## SELECTED PASSAGE
################

Nearly a century after the invention of the chronograph, Longines would set the dial template for wristwatch chronographs in 1913 with a watch featuring sub dials at the three and nine o’clock position. At this time chronographs were activated using a single pusher in the crown. The biggest deviation from that format was Breitling’s introduction of, first, an independent chronograph push-piece and then a second pusher to divide start/stop and reset duties, allowing a timing to be restarted without having to be reset to zero first.
To get an understanding of what happens inside a chronograph when these pushers are pressed, HYPEBEAST spoke to veteran watchmaker Peter Roberts who was the first British student to train at WOSTEP in Switzerland and, after working at Rolex, taught the subject at Hackney Technical College, in London, to a generation of students including Stephen Forsey, co-founder of Greubel Forsey, and Peter Speake.

################

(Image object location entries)
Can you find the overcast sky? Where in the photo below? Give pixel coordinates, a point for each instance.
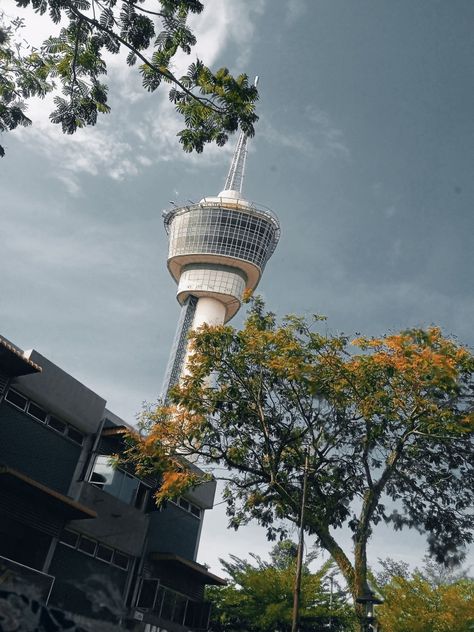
(364, 150)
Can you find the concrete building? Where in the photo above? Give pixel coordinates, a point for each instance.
(79, 534)
(84, 536)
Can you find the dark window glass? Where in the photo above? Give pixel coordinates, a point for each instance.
(69, 537)
(57, 424)
(75, 435)
(195, 511)
(16, 399)
(159, 600)
(104, 553)
(37, 412)
(86, 545)
(120, 560)
(148, 590)
(179, 609)
(141, 496)
(167, 608)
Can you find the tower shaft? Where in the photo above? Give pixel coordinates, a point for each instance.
(218, 248)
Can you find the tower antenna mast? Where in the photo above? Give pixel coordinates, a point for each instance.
(235, 177)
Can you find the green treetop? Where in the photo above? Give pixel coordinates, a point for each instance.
(73, 65)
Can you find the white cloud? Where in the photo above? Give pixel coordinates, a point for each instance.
(320, 140)
(106, 149)
(295, 9)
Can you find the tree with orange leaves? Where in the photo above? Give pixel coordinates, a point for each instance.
(387, 423)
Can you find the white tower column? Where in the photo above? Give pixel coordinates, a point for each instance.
(209, 311)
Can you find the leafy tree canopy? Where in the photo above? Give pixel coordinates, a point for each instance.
(425, 600)
(387, 422)
(259, 596)
(73, 64)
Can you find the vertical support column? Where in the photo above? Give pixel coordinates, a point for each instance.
(179, 347)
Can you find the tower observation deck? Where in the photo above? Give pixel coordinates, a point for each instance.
(218, 248)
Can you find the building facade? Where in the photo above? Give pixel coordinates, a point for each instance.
(77, 533)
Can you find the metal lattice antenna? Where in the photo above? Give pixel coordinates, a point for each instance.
(235, 177)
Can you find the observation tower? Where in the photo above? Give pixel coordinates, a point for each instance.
(218, 248)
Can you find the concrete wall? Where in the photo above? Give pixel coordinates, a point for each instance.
(32, 448)
(173, 530)
(61, 394)
(117, 524)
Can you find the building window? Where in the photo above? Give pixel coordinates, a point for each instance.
(187, 506)
(40, 414)
(16, 399)
(104, 553)
(75, 435)
(56, 424)
(87, 545)
(120, 560)
(91, 547)
(118, 483)
(147, 595)
(37, 412)
(70, 538)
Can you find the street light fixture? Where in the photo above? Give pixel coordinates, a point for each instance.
(369, 600)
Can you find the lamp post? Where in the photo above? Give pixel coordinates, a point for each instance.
(369, 600)
(299, 560)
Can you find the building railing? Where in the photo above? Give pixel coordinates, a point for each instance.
(25, 580)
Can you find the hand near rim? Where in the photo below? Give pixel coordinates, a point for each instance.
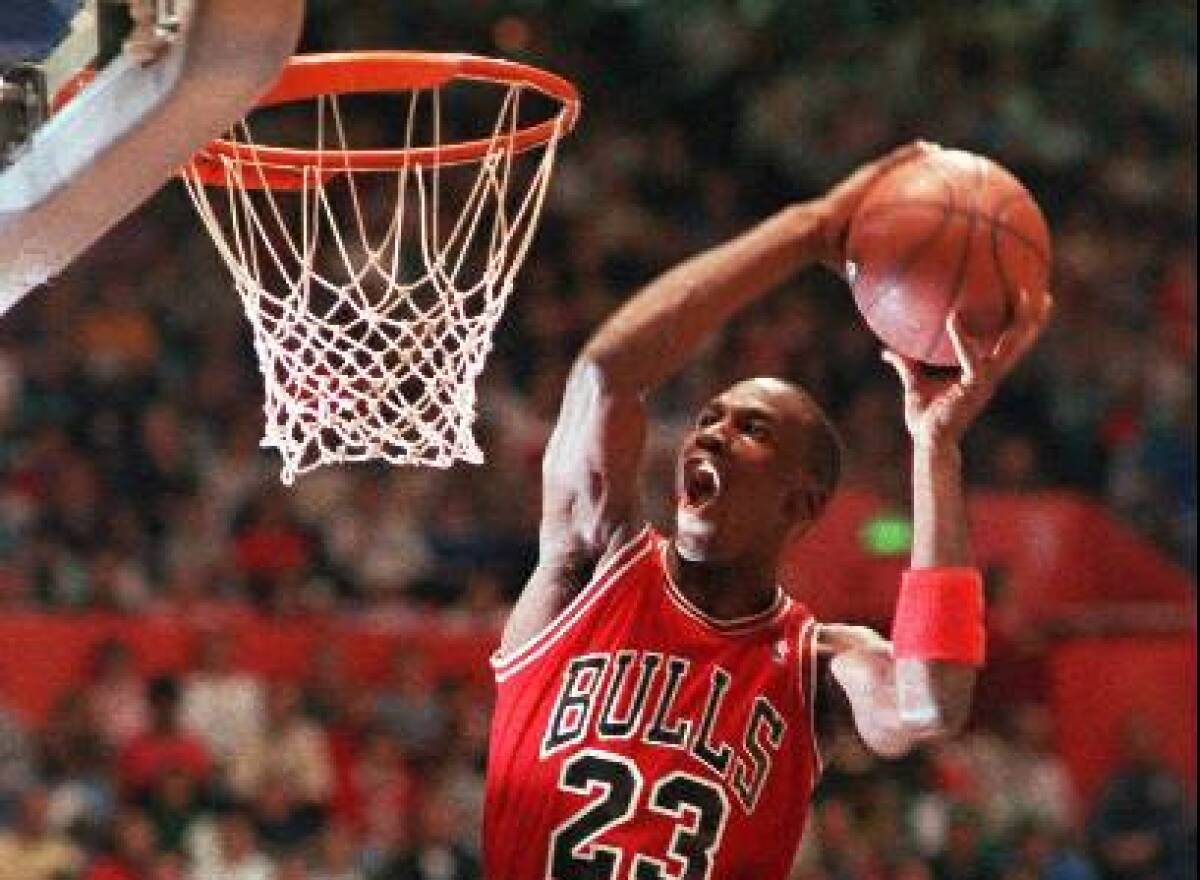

################

## EXERCISES TO COMPLETE
1. Reproduce the stretch of the passage on chronographs from "Nearly a century" through "to zero first.".
2. Pick up the passage on chronographs after its final sentence and carry it forward.
The items are not needed for any of the work here.

## ANSWERS BELOW
1.
Nearly a century after the invention of the chronograph, Longines would set the dial template for wristwatch chronographs in 1913 with a watch featuring sub dials at the three and nine o’clock position. At this time chronographs were activated using a single pusher in the crown. The biggest deviation from that format was Breitling’s introduction of, first, an independent chronograph push-piece and then a second pusher to divide start/stop and reset duties, allowing a timing to be restarted without having to be reset to zero first.

2.
Roberts secured his own milestone in chronograph watchmaking when he inadvertently produced the first wristwatch with five centrally mounted hands as the final project in his watchmaking studies.
He uncovered a dial design in a book which showed a number of different complications indicated by multiple centrally mounted hands. While his tutor told him that the watch in question had never been made and was a purely theoretical exercise, Roberts made the watch a reality using the same Valjoux 72 movement that powered the Rolex Daytona for 30 years as his starting point.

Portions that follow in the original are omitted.